[Passage shown start]
How Tevita Pangai Jr went from delivering pizzas to packing a punch
From working as a pizza delivery boy after training, to his tumultuous time at the Broncos, it’s been a wild ride for Tevita Pangai Jr. He takes his next step this weekend when he makes his boxing debut.
The brakes on the beat-up old Hyundai Excel make an awful, loud squealing noise as it pulls to a stop on a darkened street in suburban Canberra.
The car has been driven to exhaustion and won’t last much longer on the road.
At the wheel, embarrassed about the noise the vehicle makes when it stops, is Tevita Pangai Jr, a talented 17-year-old footy player in Canberra’s under 20s system.
He slides his hulking frame out of the dark blue car, straightens out his Crust Pizza polo shirt, knocks on someone’s door and offloads their dinner.
He knows it’s the last pizza he’ll ever deliver.
The bank had approved his loan earlier that day, meaning he was finally able to buy his parents their very first house, which he purchased with his brother, Kilu.
After months of living off his pizza paycheck while saving his footy money for the deposit, his stint as the country’s hardest hitting delivery boy is finally over.
It’s the end of one life and the start of a completely different one, marked out in greasy pizza boxes and a new set of house keys.
Humble beginnings
Understanding Pangai Jr’s early years is the best way to properly comprehend the magnitude of the young star’s house purchase at the age of just 17.
His childhood wasn’t easy.
The sixth of eight kids born to Tevita and Olivia Pangai, he remembers frequent moves, public housing and a never-ending struggle to make ends meet.
“We were always going house to house, getting evicted because we couldn’t pay rent on time,” he says. “I grew up in rough neighbourhoods and housing commissions around Western Sydney, the Inner West, Newcastle and Canberra.
“It was a pretty tough upbringing, man.
“My parents always took us to church and tried to keep us on the straight path, but we’d cause a lot of mischief.”
At the age of eight, he decided footy was his most likely way of escaping the cycle, so for the next decade, that’s what he put his mind to.
[Passage shown end]
[Records to use start]
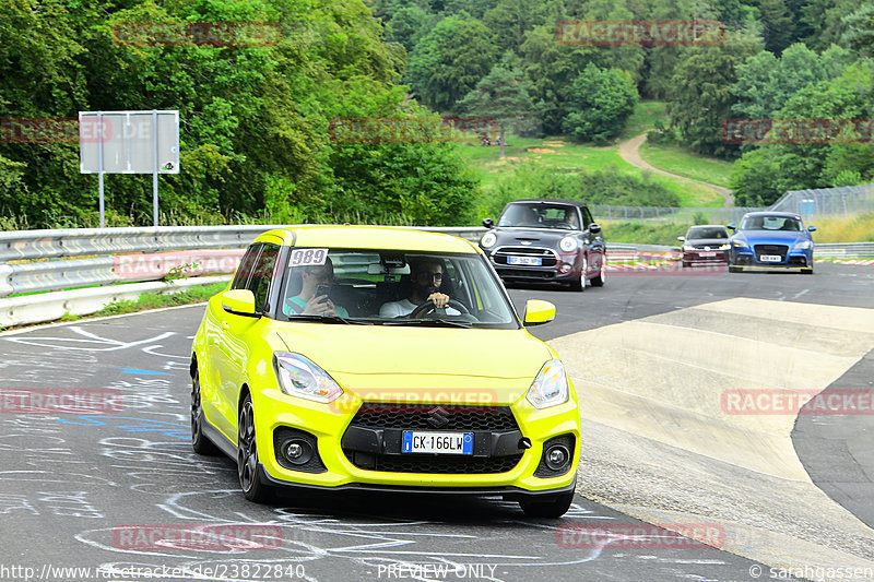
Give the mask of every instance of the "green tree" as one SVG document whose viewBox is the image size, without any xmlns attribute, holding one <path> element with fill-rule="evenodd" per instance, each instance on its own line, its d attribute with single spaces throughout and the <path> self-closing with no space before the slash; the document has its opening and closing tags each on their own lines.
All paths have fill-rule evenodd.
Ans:
<svg viewBox="0 0 874 582">
<path fill-rule="evenodd" d="M 605 143 L 622 133 L 636 104 L 631 75 L 589 63 L 574 81 L 563 127 L 577 141 Z"/>
<path fill-rule="evenodd" d="M 492 69 L 497 48 L 485 25 L 468 14 L 440 21 L 413 49 L 408 73 L 422 102 L 451 111 Z"/>
<path fill-rule="evenodd" d="M 546 21 L 546 4 L 530 0 L 498 0 L 483 15 L 483 24 L 501 51 L 518 50 L 524 34 Z"/>
<path fill-rule="evenodd" d="M 387 27 L 387 38 L 400 43 L 410 52 L 433 20 L 434 16 L 416 5 L 402 8 L 391 16 Z"/>
<path fill-rule="evenodd" d="M 847 47 L 841 36 L 847 31 L 845 17 L 852 14 L 866 0 L 807 0 L 801 9 L 801 21 L 810 35 L 802 38 L 814 50 L 825 50 L 831 45 Z"/>
<path fill-rule="evenodd" d="M 758 52 L 755 38 L 727 33 L 721 46 L 689 47 L 674 69 L 669 100 L 671 126 L 678 128 L 693 151 L 730 156 L 736 146 L 721 139 L 722 121 L 731 117 L 735 68 Z"/>
<path fill-rule="evenodd" d="M 765 49 L 779 55 L 795 38 L 795 22 L 784 0 L 759 0 L 765 24 Z"/>
<path fill-rule="evenodd" d="M 780 198 L 780 163 L 763 147 L 742 155 L 732 167 L 730 183 L 737 206 L 767 206 Z"/>
<path fill-rule="evenodd" d="M 519 50 L 543 131 L 546 134 L 560 133 L 571 84 L 586 64 L 597 58 L 597 49 L 560 45 L 555 41 L 554 27 L 536 26 L 525 33 Z"/>
<path fill-rule="evenodd" d="M 846 27 L 843 43 L 862 56 L 874 57 L 874 2 L 846 15 L 841 23 Z"/>
<path fill-rule="evenodd" d="M 505 157 L 505 132 L 525 117 L 535 117 L 534 104 L 522 79 L 522 72 L 505 58 L 492 68 L 476 87 L 458 103 L 459 109 L 470 116 L 494 118 L 500 132 L 500 157 Z"/>
<path fill-rule="evenodd" d="M 852 62 L 850 51 L 832 46 L 817 55 L 803 43 L 787 48 L 780 58 L 763 50 L 737 66 L 732 111 L 742 117 L 770 118 L 807 85 L 839 76 Z"/>
</svg>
[Records to use end]
§ **Set of tasks**
**1.** Answer these questions from the article about Tevita Pangai Jr:
(a) What make and model of car was he driving on his last pizza delivery?
(b) With whom did he buy his parents' house?
(c) Where did he fall in birth order among his parents' children?
**2.** Switch "green tree" to "oak tree" throughout all the rows, and write the rows out again with nothing else changed. Leave the pictures out.
The article and the rows have nothing to do with each other.

§ **Expected outputs**
**1.**
(a) A Hyundai Excel.
(b) His brother, Kilu.
(c) He was the sixth of eight kids.

**2.**
Give the mask of every instance of the "oak tree" as one SVG document whose viewBox is the image size, without any xmlns attribute, holding one <path> element with fill-rule="evenodd" per instance, each instance on its own line, its d attribute with single spaces throughout and the <path> self-closing with no space before the slash; the document has its opening and closing tags each on their own lines.
All paths have fill-rule evenodd.
Ans:
<svg viewBox="0 0 874 582">
<path fill-rule="evenodd" d="M 605 143 L 622 133 L 636 104 L 631 75 L 589 63 L 574 81 L 563 127 L 577 141 Z"/>
<path fill-rule="evenodd" d="M 492 69 L 497 48 L 485 25 L 468 14 L 440 21 L 413 49 L 408 73 L 422 102 L 451 111 Z"/>
<path fill-rule="evenodd" d="M 546 21 L 546 4 L 530 0 L 498 0 L 483 15 L 483 24 L 501 51 L 518 50 L 524 34 Z"/>
<path fill-rule="evenodd" d="M 387 27 L 387 38 L 400 43 L 410 52 L 433 20 L 434 16 L 416 5 L 402 8 L 391 16 Z"/>
<path fill-rule="evenodd" d="M 847 47 L 841 36 L 847 31 L 845 17 L 852 14 L 866 0 L 807 0 L 801 9 L 801 21 L 810 35 L 802 38 L 814 50 L 825 50 L 831 45 Z"/>
<path fill-rule="evenodd" d="M 758 52 L 755 38 L 727 33 L 721 46 L 689 47 L 674 69 L 669 100 L 671 126 L 678 128 L 693 151 L 730 156 L 736 146 L 721 139 L 722 121 L 731 117 L 735 68 Z"/>
<path fill-rule="evenodd" d="M 765 49 L 779 55 L 795 38 L 795 22 L 784 0 L 759 0 L 765 24 Z"/>
<path fill-rule="evenodd" d="M 780 198 L 780 163 L 763 147 L 742 155 L 732 167 L 730 183 L 737 206 L 767 206 Z"/>
<path fill-rule="evenodd" d="M 519 50 L 543 131 L 546 134 L 560 133 L 571 84 L 586 64 L 597 58 L 597 49 L 560 45 L 555 41 L 554 27 L 536 26 L 525 33 Z"/>
<path fill-rule="evenodd" d="M 846 27 L 843 43 L 862 56 L 874 57 L 874 2 L 846 15 L 841 23 Z"/>
<path fill-rule="evenodd" d="M 505 157 L 505 132 L 525 117 L 535 117 L 534 104 L 522 79 L 522 72 L 505 58 L 492 68 L 476 87 L 458 103 L 459 109 L 470 116 L 494 118 L 500 132 L 500 157 Z"/>
<path fill-rule="evenodd" d="M 852 62 L 850 51 L 832 46 L 817 55 L 803 43 L 787 48 L 780 58 L 763 50 L 737 66 L 732 111 L 742 117 L 770 118 L 807 85 L 839 76 Z"/>
</svg>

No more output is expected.